━━━━━ Passage extrait ━━━━━
En étant la dernière à prendre la parole, je tenais à vous rassurer, ce n’est pas une conclusion. Il est important que ce rapport s’inscrive dans le continuum du travail global de réflexion. Nous serons ainsi forces de proposition sur un sujet d’importance dans une période de régression, voire de menaces.

La crise migratoire actuelle a des conséquences sur la traite des êtres humains. En effet, tous les éléments sont réunis pour favoriser l’expansion des réseaux de traite : nous sommes en présence de populations généralement jeunes, démunies, en situation de vulnérabilité extrême, souvent cachées qui fuient souvent les services administratifs ou policiers qui pourraient entraver leur périlleux parcours vers le pays où elles espèrent trouver refuge et travail.

Si la traite des êtres humains et le trafic illicite de migrants sont deux phénomènes juridiquement distincts, comme le souligne le rapport, on ne peut ignorer la porosité qui existe entre les deux notions, qui a d’ailleurs été soulignée par les ambassadrices Michèle Ramis et Patrizianna Sparacino-Thiellay : la vulnérabilité des migrants peut les faire « tomber » aux mains de réseaux de traite, et il est parfois difficile de distinguer ces deux formes de trafics.

C’est malheureusement ce que nous avons pu constater sur le terrain, au cours d’un déplacement à Calais, le 11  janvier 2016, à l’invitation de France terre d’Asile. Ce lieu, en cours de démantèlement partiel, aux conditions de vie infra-humaines est qualifié « d’enfer » par des migrants en situation d’extrême fragilité.
━━━━━ Données brutes ━━━━━
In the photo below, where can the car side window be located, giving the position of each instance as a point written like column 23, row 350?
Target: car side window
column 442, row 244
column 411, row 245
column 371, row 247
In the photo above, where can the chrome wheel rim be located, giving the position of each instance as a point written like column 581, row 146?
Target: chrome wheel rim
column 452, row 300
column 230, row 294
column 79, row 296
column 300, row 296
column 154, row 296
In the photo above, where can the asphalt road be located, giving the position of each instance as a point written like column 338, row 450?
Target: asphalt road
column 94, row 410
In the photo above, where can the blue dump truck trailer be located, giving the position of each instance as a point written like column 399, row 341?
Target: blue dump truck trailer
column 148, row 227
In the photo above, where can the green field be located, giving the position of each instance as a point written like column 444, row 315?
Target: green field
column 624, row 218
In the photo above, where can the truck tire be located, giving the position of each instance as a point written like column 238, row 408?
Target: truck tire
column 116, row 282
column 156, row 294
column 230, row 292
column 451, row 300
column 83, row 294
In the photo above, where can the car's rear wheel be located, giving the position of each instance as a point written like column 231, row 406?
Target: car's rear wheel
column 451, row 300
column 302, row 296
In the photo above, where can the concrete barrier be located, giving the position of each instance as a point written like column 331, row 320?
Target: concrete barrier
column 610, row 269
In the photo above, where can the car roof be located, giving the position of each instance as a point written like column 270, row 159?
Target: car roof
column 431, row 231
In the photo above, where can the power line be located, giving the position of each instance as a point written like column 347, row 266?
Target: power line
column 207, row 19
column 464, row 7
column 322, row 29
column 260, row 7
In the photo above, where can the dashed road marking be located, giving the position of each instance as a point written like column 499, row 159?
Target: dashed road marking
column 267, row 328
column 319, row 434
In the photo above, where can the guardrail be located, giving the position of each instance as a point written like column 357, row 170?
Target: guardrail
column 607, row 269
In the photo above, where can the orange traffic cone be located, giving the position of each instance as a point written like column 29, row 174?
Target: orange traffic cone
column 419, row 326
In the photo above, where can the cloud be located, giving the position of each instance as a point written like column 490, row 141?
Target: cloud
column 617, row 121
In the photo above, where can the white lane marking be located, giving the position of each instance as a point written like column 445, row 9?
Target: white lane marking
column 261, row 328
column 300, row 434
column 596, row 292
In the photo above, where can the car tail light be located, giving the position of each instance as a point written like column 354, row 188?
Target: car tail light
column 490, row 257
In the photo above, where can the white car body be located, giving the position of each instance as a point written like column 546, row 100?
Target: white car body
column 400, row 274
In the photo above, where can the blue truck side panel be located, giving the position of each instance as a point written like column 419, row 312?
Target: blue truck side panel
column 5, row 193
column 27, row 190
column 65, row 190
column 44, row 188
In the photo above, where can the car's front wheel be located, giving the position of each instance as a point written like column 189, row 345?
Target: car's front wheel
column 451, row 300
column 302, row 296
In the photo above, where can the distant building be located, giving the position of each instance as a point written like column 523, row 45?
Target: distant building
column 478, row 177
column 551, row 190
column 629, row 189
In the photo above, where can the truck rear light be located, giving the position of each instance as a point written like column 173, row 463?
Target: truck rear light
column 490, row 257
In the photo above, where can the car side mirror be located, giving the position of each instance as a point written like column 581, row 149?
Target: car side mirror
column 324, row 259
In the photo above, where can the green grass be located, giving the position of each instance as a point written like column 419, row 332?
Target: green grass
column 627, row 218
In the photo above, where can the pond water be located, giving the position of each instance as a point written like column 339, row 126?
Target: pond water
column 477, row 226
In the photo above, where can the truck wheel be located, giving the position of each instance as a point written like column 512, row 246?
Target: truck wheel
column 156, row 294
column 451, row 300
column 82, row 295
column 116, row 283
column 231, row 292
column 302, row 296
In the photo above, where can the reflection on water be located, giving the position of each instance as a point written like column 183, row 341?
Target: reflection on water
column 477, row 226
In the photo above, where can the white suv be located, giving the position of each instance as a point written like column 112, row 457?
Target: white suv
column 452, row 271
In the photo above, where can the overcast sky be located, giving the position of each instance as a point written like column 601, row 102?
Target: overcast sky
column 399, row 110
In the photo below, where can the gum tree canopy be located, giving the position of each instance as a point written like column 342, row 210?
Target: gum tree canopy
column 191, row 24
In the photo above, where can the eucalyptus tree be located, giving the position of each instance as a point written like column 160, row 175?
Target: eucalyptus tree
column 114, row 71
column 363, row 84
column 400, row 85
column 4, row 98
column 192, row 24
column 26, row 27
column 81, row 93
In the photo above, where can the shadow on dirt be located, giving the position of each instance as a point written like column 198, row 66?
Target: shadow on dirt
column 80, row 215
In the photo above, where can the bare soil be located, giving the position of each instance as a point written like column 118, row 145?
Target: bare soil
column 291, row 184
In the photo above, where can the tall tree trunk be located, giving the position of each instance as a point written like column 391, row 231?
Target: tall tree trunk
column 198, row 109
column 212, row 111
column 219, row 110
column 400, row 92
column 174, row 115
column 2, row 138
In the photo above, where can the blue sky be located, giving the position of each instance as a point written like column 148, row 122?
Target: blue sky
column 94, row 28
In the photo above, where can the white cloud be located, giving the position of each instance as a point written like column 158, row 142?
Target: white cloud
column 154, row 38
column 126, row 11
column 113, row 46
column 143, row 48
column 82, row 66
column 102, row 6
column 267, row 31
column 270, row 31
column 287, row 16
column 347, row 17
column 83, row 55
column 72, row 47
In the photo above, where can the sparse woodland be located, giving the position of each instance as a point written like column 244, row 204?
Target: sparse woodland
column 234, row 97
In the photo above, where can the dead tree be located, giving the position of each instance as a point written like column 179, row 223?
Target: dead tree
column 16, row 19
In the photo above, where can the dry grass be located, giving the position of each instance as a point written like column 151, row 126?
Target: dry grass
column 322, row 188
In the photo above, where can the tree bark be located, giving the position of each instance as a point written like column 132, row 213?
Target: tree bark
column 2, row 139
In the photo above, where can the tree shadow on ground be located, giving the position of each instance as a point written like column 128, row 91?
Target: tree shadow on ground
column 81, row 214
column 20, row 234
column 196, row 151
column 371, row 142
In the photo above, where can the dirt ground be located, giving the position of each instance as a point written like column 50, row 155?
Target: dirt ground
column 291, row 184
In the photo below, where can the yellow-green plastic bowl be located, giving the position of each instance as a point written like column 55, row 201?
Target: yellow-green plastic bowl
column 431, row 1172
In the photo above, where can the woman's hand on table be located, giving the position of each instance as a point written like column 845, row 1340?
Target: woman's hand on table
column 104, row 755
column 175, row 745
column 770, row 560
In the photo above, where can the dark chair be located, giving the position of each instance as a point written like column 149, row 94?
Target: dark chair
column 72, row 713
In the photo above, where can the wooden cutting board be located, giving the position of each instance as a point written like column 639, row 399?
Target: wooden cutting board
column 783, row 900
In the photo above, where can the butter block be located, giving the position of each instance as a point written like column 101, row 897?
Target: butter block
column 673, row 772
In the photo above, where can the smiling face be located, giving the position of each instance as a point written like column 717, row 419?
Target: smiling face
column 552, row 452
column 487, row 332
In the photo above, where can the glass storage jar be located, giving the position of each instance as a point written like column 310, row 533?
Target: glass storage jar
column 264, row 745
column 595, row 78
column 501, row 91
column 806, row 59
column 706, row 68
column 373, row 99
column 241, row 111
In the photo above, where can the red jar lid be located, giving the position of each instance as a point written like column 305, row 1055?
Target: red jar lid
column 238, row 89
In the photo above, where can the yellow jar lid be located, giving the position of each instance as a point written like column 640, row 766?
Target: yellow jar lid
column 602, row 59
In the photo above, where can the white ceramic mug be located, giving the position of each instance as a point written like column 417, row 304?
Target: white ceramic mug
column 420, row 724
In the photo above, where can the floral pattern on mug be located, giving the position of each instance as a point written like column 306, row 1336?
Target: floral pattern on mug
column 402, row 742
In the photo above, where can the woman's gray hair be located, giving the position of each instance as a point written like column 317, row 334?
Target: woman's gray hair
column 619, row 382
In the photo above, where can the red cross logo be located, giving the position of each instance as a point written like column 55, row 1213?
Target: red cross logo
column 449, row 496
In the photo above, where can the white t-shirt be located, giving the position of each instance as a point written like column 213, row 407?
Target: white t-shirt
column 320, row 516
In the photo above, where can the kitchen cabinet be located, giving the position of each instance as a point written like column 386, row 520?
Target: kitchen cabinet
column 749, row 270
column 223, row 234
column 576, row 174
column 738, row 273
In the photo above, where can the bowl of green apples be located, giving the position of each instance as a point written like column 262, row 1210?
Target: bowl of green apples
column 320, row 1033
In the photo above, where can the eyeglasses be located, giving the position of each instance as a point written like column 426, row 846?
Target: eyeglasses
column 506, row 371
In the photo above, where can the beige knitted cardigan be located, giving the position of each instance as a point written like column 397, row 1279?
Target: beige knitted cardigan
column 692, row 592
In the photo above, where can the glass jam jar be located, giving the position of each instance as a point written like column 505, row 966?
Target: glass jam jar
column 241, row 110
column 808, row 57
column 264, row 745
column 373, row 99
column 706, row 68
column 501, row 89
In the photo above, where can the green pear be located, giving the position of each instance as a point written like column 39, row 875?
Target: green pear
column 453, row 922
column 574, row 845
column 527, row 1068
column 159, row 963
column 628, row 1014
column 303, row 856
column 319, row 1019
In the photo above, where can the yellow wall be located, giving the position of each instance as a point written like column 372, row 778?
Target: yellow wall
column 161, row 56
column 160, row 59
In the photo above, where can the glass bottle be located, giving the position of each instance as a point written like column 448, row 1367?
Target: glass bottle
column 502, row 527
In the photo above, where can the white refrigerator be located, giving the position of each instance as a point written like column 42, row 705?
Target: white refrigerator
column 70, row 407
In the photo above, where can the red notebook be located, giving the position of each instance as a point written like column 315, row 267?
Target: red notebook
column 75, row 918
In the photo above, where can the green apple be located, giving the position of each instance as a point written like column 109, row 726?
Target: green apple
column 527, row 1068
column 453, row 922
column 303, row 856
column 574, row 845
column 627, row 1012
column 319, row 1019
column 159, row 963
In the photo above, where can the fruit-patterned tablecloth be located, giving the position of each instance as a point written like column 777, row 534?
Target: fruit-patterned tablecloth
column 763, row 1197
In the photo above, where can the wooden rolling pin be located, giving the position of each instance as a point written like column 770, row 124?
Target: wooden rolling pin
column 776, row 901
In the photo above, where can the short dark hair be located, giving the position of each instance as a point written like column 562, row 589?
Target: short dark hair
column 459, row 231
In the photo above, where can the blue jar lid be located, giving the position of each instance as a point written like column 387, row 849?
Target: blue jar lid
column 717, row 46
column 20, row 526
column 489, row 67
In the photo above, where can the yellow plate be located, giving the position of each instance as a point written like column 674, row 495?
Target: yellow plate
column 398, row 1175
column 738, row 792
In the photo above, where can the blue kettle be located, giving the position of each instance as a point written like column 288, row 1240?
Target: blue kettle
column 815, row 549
━━━━━
_Tâches à réaliser:_
**1.** Recopiez le passage sur la traite des êtres humains, en commençant aux mots « Si la traite » et en vous arrêtant après « formes de trafics. ».
**2.** Répondez brièvement à ces questions sur le passage sur la traite des êtres humains.
(a) Sur quoi la crise migratoire actuelle a-t-elle des conséquences ?
(b) Quelles ambassadrices ont souligné la porosité entre la traite des êtres humains et le trafic illicite de migrants ?
(c) À quelle date a eu lieu le déplacement à Calais ?

_Réponses complètes:_
**1.**
Si la traite des êtres humains et le trafic illicite de migrants sont deux phénomènes juridiquement distincts, comme le souligne le rapport, on ne peut ignorer la porosité qui existe entre les deux notions, qui a d’ailleurs été soulignée par les ambassadrices Michèle Ramis et Patrizianna Sparacino-Thiellay : la vulnérabilité des migrants peut les faire « tomber » aux mains de réseaux de traite, et il est parfois difficile de distinguer ces deux formes de trafics.

**2.**
(a) Sur la traite des êtres humains.
(b) Michèle Ramis et Patrizianna Sparacino-Thiellay.
(c) Le 11 janvier 2016.